• EXERCISE:
Turn every line of the records below into a JSON list of strings, one string per line, and omit any blank lines.

• RECORDS SUPPLIED:
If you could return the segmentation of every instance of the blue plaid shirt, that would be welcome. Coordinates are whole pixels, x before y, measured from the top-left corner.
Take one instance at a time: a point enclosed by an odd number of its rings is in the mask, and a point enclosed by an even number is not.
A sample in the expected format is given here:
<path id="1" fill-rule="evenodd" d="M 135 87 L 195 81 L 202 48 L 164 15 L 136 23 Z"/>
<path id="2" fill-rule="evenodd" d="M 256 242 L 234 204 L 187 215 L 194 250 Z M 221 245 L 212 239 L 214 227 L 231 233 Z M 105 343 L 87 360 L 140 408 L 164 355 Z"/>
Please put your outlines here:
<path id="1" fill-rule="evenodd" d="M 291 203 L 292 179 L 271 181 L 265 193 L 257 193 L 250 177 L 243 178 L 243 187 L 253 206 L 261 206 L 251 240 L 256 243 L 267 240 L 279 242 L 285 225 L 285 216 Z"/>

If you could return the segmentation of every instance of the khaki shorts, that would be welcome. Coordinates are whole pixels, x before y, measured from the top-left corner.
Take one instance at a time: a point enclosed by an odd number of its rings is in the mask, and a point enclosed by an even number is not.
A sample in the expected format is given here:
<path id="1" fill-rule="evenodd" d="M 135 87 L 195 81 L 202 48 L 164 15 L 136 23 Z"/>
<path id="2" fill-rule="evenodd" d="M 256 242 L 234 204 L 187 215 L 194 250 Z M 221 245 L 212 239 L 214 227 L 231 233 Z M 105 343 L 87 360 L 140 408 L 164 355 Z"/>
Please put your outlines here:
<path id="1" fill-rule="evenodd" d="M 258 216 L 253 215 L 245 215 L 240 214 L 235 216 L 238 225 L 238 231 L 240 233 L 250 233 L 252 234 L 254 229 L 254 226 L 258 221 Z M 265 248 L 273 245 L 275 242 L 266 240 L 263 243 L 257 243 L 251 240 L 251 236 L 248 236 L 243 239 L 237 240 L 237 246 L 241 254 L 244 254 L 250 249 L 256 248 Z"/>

• TASK RESPONSE:
[
  "If you could return the segmentation of every instance of the blue plaid shirt, that would be welcome. Coordinates are whole pixels, x before y, measured from the top-left corner.",
  "Take one instance at a time: a point enclosed by an odd number of its rings is in the mask, and a point enclosed by an even number is not.",
  "A sample in the expected format is given here:",
  "<path id=\"1\" fill-rule=\"evenodd\" d=\"M 135 87 L 195 81 L 202 48 L 164 15 L 136 23 Z\"/>",
  "<path id=\"2\" fill-rule=\"evenodd\" d=\"M 256 242 L 234 204 L 187 215 L 194 250 Z M 221 245 L 212 239 L 214 227 L 231 233 Z M 105 343 L 87 360 L 140 408 L 164 355 Z\"/>",
  "Please put your outlines here:",
  "<path id=\"1\" fill-rule=\"evenodd\" d=\"M 291 203 L 292 179 L 271 181 L 265 193 L 257 193 L 250 177 L 243 178 L 243 187 L 253 206 L 261 206 L 251 240 L 256 243 L 267 240 L 279 242 L 285 225 L 285 216 Z\"/>",
  "If you could return the segmentation of every instance of the khaki shorts, that would be welcome. Coordinates are whole pixels, x before y, measured from the top-left corner.",
  "Take one instance at a time: a point enclosed by an odd number of its rings is in the mask, and a point enclosed by an even number is not.",
  "A sample in the expected format is given here:",
  "<path id=\"1\" fill-rule=\"evenodd\" d=\"M 135 87 L 195 81 L 202 48 L 164 15 L 136 23 Z\"/>",
  "<path id=\"2\" fill-rule=\"evenodd\" d=\"M 256 242 L 234 204 L 187 215 L 194 250 Z M 221 245 L 212 239 L 214 227 L 231 233 Z M 105 343 L 87 360 L 140 408 L 164 355 Z\"/>",
  "Please put your outlines here:",
  "<path id=\"1\" fill-rule=\"evenodd\" d=\"M 258 216 L 253 215 L 245 215 L 240 214 L 235 216 L 238 225 L 238 231 L 240 233 L 250 233 L 252 234 L 254 229 L 254 226 L 258 221 Z M 265 248 L 273 245 L 275 242 L 266 240 L 263 243 L 257 243 L 251 240 L 251 236 L 248 236 L 243 239 L 237 240 L 237 246 L 241 254 L 244 254 L 250 249 L 256 248 Z\"/>"
]